▸ Set problem: Reproduce every item below line for line, without changing anything.

Contour annotation records:
• • • • •
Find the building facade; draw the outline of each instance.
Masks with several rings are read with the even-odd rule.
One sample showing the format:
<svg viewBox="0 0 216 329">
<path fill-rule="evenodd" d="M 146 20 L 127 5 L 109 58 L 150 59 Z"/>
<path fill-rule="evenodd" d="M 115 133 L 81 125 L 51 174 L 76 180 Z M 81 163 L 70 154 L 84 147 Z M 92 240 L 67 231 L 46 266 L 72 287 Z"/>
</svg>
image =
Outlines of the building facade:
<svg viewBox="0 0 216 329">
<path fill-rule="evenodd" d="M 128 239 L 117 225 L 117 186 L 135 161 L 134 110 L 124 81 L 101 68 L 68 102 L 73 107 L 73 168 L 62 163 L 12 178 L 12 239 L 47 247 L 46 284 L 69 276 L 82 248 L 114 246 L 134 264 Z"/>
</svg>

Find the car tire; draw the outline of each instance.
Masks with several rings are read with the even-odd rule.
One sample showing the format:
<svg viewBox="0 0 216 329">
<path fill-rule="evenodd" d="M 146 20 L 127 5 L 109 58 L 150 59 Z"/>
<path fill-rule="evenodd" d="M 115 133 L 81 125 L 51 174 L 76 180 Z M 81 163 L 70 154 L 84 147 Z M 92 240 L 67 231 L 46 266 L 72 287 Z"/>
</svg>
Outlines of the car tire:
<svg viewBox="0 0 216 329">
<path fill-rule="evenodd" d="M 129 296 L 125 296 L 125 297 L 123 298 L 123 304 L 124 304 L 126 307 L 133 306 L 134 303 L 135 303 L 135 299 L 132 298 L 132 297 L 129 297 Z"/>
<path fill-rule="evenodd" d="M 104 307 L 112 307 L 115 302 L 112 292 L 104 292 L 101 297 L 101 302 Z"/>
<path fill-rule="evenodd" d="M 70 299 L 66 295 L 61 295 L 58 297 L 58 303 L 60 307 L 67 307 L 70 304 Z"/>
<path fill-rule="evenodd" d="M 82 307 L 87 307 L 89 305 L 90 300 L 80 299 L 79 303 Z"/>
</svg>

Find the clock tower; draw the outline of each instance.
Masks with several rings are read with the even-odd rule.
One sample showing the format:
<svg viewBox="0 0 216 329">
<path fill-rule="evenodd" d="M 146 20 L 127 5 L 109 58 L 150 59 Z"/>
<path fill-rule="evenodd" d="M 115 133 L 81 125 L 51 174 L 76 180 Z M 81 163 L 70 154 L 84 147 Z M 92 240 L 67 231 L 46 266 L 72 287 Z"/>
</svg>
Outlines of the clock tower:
• • • • •
▸ Solution to this task:
Find the building facade; draw the outline of each instance.
Masks with several rings are read with the even-odd rule.
One sample showing the format:
<svg viewBox="0 0 216 329">
<path fill-rule="evenodd" d="M 146 20 L 127 5 L 109 58 L 150 59 Z"/>
<path fill-rule="evenodd" d="M 115 133 L 81 125 L 51 174 L 76 180 Z M 81 163 L 70 154 L 84 147 Z M 92 240 L 67 231 L 46 266 L 72 287 Z"/>
</svg>
image =
Outlines of the building facade:
<svg viewBox="0 0 216 329">
<path fill-rule="evenodd" d="M 128 239 L 117 225 L 117 186 L 135 161 L 134 110 L 124 81 L 101 68 L 68 102 L 73 107 L 73 168 L 62 163 L 12 178 L 12 239 L 47 247 L 46 284 L 69 276 L 82 248 L 114 246 L 134 264 Z"/>
</svg>

Find the car tire; draw the outline of each instance.
Masks with several rings are read with the even-odd rule.
One sample showing the format:
<svg viewBox="0 0 216 329">
<path fill-rule="evenodd" d="M 146 20 L 127 5 L 109 58 L 150 59 Z"/>
<path fill-rule="evenodd" d="M 115 133 L 81 125 L 51 174 L 76 180 Z M 81 163 L 70 154 L 84 147 Z M 92 240 L 67 231 L 46 266 L 72 287 Z"/>
</svg>
Outlines of the car tire:
<svg viewBox="0 0 216 329">
<path fill-rule="evenodd" d="M 129 296 L 125 296 L 125 297 L 123 298 L 123 304 L 124 304 L 126 307 L 133 306 L 134 303 L 135 303 L 135 299 L 132 298 L 132 297 L 129 297 Z"/>
<path fill-rule="evenodd" d="M 104 307 L 112 307 L 115 302 L 112 292 L 104 292 L 101 297 L 101 302 Z"/>
<path fill-rule="evenodd" d="M 70 299 L 66 295 L 61 295 L 58 297 L 58 303 L 60 307 L 67 307 L 70 304 Z"/>
<path fill-rule="evenodd" d="M 82 307 L 87 307 L 89 305 L 90 300 L 80 299 L 79 303 Z"/>
</svg>

Find the clock tower; draw the outline of each instance.
Masks with several rings are read with the even-odd rule.
One sample showing the format:
<svg viewBox="0 0 216 329">
<path fill-rule="evenodd" d="M 146 20 L 127 5 L 109 58 L 150 59 Z"/>
<path fill-rule="evenodd" d="M 115 133 L 81 125 L 51 174 L 76 180 Z M 81 163 L 70 154 L 84 147 Z M 92 240 L 67 231 L 46 266 L 72 287 Z"/>
</svg>
Outlines of the clock tower:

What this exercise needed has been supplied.